## What is being asked:
Write every entry out again with no changes, and leave the images behind.

## Records excerpted from a collection:
##############################
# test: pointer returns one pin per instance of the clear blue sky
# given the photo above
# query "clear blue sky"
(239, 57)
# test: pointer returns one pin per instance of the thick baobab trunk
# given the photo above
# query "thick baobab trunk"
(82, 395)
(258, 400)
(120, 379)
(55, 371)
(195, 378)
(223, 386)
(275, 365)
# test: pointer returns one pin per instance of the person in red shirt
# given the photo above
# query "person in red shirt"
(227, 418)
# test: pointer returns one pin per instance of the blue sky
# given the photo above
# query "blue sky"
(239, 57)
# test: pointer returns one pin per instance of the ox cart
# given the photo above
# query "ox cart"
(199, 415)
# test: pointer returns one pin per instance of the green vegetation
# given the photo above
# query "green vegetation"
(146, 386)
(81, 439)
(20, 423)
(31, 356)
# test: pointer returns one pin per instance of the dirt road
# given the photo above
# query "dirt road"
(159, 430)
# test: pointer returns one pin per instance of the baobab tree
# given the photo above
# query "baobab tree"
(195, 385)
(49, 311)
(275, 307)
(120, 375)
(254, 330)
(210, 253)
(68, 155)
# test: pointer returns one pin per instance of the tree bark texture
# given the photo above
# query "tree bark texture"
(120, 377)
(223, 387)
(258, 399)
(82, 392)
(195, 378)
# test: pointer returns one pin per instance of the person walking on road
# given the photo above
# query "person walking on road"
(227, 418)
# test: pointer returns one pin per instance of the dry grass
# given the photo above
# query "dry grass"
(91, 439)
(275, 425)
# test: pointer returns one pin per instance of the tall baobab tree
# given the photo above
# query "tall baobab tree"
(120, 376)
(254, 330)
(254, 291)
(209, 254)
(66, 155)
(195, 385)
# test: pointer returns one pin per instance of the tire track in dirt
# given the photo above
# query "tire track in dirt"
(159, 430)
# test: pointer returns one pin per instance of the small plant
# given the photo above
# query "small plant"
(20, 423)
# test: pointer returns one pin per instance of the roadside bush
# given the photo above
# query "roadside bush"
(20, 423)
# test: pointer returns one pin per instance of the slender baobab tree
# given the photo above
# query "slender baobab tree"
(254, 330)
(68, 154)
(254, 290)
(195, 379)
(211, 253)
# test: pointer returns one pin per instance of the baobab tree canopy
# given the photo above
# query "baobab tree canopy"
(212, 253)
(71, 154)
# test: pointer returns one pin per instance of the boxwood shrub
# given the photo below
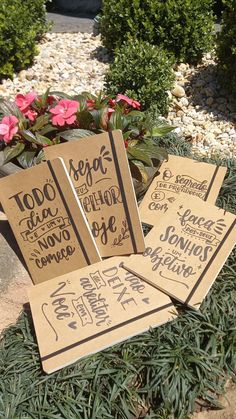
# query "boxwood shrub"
(143, 72)
(22, 23)
(226, 46)
(184, 27)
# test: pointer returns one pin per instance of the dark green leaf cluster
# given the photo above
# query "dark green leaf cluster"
(183, 27)
(141, 71)
(163, 372)
(226, 47)
(22, 23)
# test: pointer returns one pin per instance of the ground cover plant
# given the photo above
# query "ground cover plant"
(184, 28)
(164, 371)
(22, 24)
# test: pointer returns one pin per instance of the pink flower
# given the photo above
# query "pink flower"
(110, 111)
(64, 112)
(31, 115)
(24, 101)
(131, 102)
(112, 102)
(8, 128)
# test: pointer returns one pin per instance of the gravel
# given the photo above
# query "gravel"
(74, 62)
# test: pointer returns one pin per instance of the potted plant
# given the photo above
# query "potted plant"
(32, 122)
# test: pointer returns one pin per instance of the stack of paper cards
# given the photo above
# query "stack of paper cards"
(186, 250)
(99, 170)
(178, 177)
(81, 205)
(47, 220)
(91, 309)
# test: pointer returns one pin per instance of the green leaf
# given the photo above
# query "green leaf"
(160, 131)
(136, 173)
(41, 140)
(10, 152)
(61, 95)
(29, 136)
(26, 159)
(75, 134)
(40, 157)
(10, 108)
(48, 128)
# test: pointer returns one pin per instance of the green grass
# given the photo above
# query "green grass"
(165, 371)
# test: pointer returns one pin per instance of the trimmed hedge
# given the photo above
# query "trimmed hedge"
(22, 23)
(183, 27)
(141, 71)
(226, 47)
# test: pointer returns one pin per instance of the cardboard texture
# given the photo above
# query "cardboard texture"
(99, 170)
(178, 177)
(47, 220)
(186, 250)
(91, 309)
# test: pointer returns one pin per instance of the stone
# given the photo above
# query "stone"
(178, 91)
(210, 101)
(184, 101)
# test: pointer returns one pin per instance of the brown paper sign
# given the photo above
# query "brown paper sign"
(47, 220)
(178, 177)
(186, 250)
(91, 309)
(100, 173)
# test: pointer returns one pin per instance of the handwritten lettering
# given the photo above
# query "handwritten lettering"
(186, 245)
(101, 230)
(36, 198)
(171, 262)
(58, 256)
(85, 169)
(188, 217)
(94, 201)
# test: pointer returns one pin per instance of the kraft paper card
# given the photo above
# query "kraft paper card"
(180, 176)
(91, 309)
(47, 220)
(186, 250)
(99, 170)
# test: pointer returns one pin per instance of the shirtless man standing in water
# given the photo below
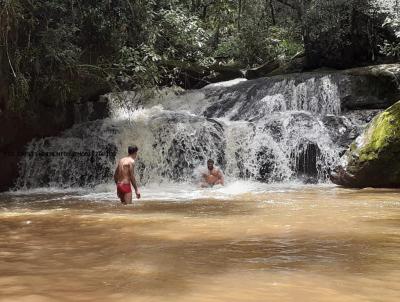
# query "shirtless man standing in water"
(124, 176)
(213, 176)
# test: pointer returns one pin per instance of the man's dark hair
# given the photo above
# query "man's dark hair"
(132, 149)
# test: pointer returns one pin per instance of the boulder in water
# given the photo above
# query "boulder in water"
(372, 160)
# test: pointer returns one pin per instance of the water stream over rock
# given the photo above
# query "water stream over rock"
(271, 130)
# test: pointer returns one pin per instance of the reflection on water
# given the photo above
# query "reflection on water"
(293, 243)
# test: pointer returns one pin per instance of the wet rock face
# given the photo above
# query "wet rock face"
(373, 159)
(320, 93)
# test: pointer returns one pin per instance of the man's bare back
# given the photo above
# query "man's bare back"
(124, 176)
(213, 176)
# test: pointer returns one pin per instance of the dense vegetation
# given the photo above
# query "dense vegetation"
(53, 50)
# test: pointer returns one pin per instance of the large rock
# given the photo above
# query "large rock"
(373, 159)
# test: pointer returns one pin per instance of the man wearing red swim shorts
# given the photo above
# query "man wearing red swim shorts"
(124, 176)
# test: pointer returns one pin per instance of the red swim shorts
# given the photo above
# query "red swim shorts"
(123, 188)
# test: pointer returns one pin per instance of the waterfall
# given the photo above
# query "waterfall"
(270, 130)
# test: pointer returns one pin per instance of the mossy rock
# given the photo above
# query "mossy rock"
(373, 159)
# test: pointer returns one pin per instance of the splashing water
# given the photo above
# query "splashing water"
(270, 130)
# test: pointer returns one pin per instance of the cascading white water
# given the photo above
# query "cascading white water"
(268, 130)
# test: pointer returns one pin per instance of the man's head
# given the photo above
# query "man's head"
(210, 164)
(132, 151)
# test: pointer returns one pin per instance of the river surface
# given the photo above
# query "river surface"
(242, 242)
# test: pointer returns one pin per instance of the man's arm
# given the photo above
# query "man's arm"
(221, 177)
(116, 173)
(133, 180)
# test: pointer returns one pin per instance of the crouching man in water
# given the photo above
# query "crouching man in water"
(213, 176)
(124, 176)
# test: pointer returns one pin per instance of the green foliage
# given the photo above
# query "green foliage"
(49, 46)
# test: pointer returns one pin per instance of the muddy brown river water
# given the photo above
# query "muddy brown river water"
(272, 243)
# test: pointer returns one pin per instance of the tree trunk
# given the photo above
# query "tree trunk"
(272, 10)
(239, 13)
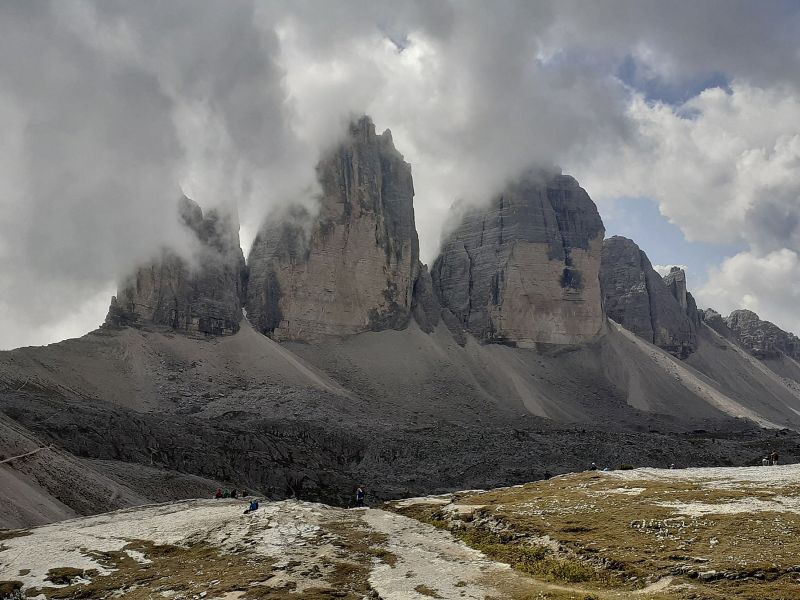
##############################
## Exercise answer:
# test: pointer returns one pin per instance of the clear blue sky
# given the photo above
# query "clear blue sky"
(239, 57)
# test: pointer returns one pin per instance of the thick baobab trunk
# given the photo above
# query "thick baobab trunk"
(82, 395)
(258, 400)
(120, 379)
(55, 371)
(195, 378)
(223, 386)
(275, 365)
# test: pointer returns one pin per instance of the person in red shirt
# given the photo above
# query "person in red shirt"
(227, 418)
# test: pointer returns one pin per instance of the blue sky
# given the photo above
# query "blue sky"
(239, 57)
# test: pointer returns one pin per instance of the ox cart
# given the photo above
# query "ox cart"
(199, 415)
# test: pointer returns one pin per instance of the green vegetation
# given the photo above
# query "green vegetation"
(146, 386)
(81, 439)
(20, 423)
(31, 356)
# test: pointer returns one pin per instance of the dirt road
# given the photo above
# query "dirt road"
(159, 430)
# test: pointer returns one pin per instance of the baobab tree
# given the photo above
# query "baobab tree"
(195, 385)
(49, 311)
(275, 307)
(120, 375)
(254, 330)
(210, 253)
(68, 155)
# test: pointer returns one pin per instance of the tree bark texture
# given the photo above
# query "tree bark texture"
(120, 377)
(223, 387)
(258, 399)
(82, 392)
(195, 378)
# test: pointer returns one pin per instance of the person walking on road
# given the photo above
# query "person walking on road"
(227, 418)
# test: pointer returns one pin per instance of the dry grass
# given the photo above
# query "dry grass"
(91, 439)
(275, 425)
# test: pointer returns one pin per instance of the tall baobab tree
# given the photo above
# query "tall baobab tree"
(120, 376)
(254, 330)
(254, 291)
(209, 254)
(66, 155)
(195, 385)
# test: pointer returns one pin per instance of the tire track in dirt
# given the photo above
# query "tire track in dirt"
(159, 430)
# test: pointer returns one pin per instance of the small plant
# given the photo above
# query "small plant"
(20, 423)
# test: pointer returns one pin per instance of the roadside bush
# given the photo above
# query "roadside bush"
(20, 423)
# test: pointer returns one pin per instance of the slender baobab tree
# given the photo above
# query "slender baobab tree"
(254, 330)
(68, 154)
(254, 290)
(195, 379)
(211, 253)
# test: pointer returns one pin per instance of the baobab tree canopy
# given the photo above
# query "baobab tree canopy"
(212, 253)
(71, 154)
# test: pointer returns one pin per instance of the boxwood shrub
# given the photo below
# query "boxwood shrub"
(143, 72)
(22, 23)
(226, 46)
(184, 27)
# test: pointer returns one pin per instance of the dark green leaf cluster
# given the photo above
# query "dark green leaf cluster"
(183, 27)
(141, 71)
(163, 372)
(226, 47)
(22, 23)
# test: pointer returns one pin per instance of the ground cover plant
# given the photo above
# query "ground cover plant"
(184, 28)
(164, 371)
(22, 24)
# test: pointer returns one pin per instance of the pink flower
# given the photo above
# query "pink flower"
(110, 111)
(64, 112)
(31, 115)
(24, 101)
(131, 102)
(112, 102)
(8, 128)
# test: pointer returns one pin per instance of the gravel
# given the photo above
# query "gravel"
(74, 62)
# test: pointer returns one pin per instance of the potted plant
# given the photo above
# query "potted plant"
(32, 122)
# test: pointer returns one pin per instance of the stack of paper cards
# given the photo above
# query "stack of paper cards"
(186, 250)
(99, 170)
(178, 177)
(81, 205)
(47, 220)
(91, 309)
# test: pointer returns one pin per instance of the green leaf
# given the photo above
# query "green leaf"
(160, 131)
(136, 173)
(41, 140)
(10, 152)
(61, 95)
(29, 136)
(26, 159)
(75, 134)
(40, 157)
(10, 108)
(48, 128)
# test: pointer returns one pin per instance of the green grass
# given the photo above
# query "green grass"
(165, 371)
# test: pointer returns one pin per instance of the trimmed hedge
# given the photo above
# query "trimmed hedge"
(22, 23)
(183, 27)
(141, 71)
(226, 47)
# test: pointer returns one pin per instance of the cardboard texture
# given the photo above
# query "cardboard texture"
(99, 170)
(178, 177)
(47, 220)
(186, 250)
(91, 309)
# test: pointer returns one pin per instance of the stone
# given the photo above
# query "stone"
(178, 91)
(210, 101)
(184, 101)
# test: pointer returns one pin per instance of the brown paper sign
# given the photo above
# query "brown paper sign"
(47, 220)
(178, 177)
(186, 250)
(91, 309)
(100, 173)
# test: pointer returns one pin per instance of the handwritten lettering
# given the photo above
# query "handwritten lettering"
(186, 245)
(101, 230)
(36, 198)
(171, 262)
(58, 256)
(85, 169)
(188, 217)
(94, 201)
# test: pointer returns one pin per instance of the kraft paper card
# given the photo above
# query "kraft paper card"
(180, 176)
(91, 309)
(47, 220)
(186, 250)
(99, 170)
# test: pointer returns one pin per instance of the shirtless man standing in water
# given the photo below
# query "shirtless man standing in water"
(124, 176)
(213, 176)
# test: pointer returns one pin per instance of the man's dark hair
# given the photo above
# query "man's dark hair"
(132, 149)
# test: pointer returns one pin per instance of the boulder in water
# given the photo above
# query "boulder in water"
(372, 160)
# test: pointer returns one pin per instance of the water stream over rock
# given the photo above
# query "water stream over rock"
(271, 130)
# test: pointer returns one pin per instance of the reflection on water
# given the photo above
# query "reflection on water"
(293, 243)
# test: pointer returns one pin per instance of the wet rock face
# given the photo above
# query "wet rock face"
(373, 159)
(320, 93)
# test: pointer returns one pin per instance of the man's bare back
# given the photo above
# query "man's bare back"
(124, 176)
(213, 176)
# test: pointer returns one pin per instance of the dense vegetation
# given the photo above
# query "dense vegetation"
(53, 50)
# test: pointer returns one pin per instance of the large rock
# given the photo above
# query "large rock"
(373, 159)
# test: pointer returns one pin per instance of the man wearing red swim shorts
# given the photo above
# query "man wearing red swim shorts"
(124, 176)
# test: pointer returns one pin per instance of the red swim shorts
# given the photo above
# query "red swim shorts"
(123, 188)
# test: pointer returns one pin per instance of the waterfall
# given the photo above
# query "waterfall"
(270, 130)
# test: pointer returns one pin per instance of the mossy rock
# given the photo above
# query "mossy rock"
(373, 159)
# test: pointer returns one pin per instance of the splashing water
# given the photo above
# query "splashing water"
(270, 130)
# test: pointer returns one pin per instance of the cascading white water
# given the photo above
# query "cascading white water"
(268, 130)
# test: pointer returns one pin per instance of the man's head
# given the photo above
# query "man's head"
(210, 164)
(132, 151)
# test: pointer returns one pin per instance of the river surface
# given the photo above
# query "river surface"
(242, 242)
# test: pointer returns one pin per instance of the man's arm
# given the photo above
# query "man's arm"
(221, 177)
(116, 173)
(133, 180)
# test: pointer returns one pin per instance of the crouching man in water
# given the photo above
# query "crouching man in water"
(213, 176)
(124, 176)
# test: pointer returns one pin per instance of the green foliage
# given the photo above
# query "green foliage"
(49, 46)
# test: pointer returns one pin per instance of the muddy brown river water
# given the photo above
# query "muddy brown river water"
(272, 243)
# test: pointer returns one pin per instance of the tree trunk
# given the photo above
# query "tree trunk"
(272, 10)
(239, 13)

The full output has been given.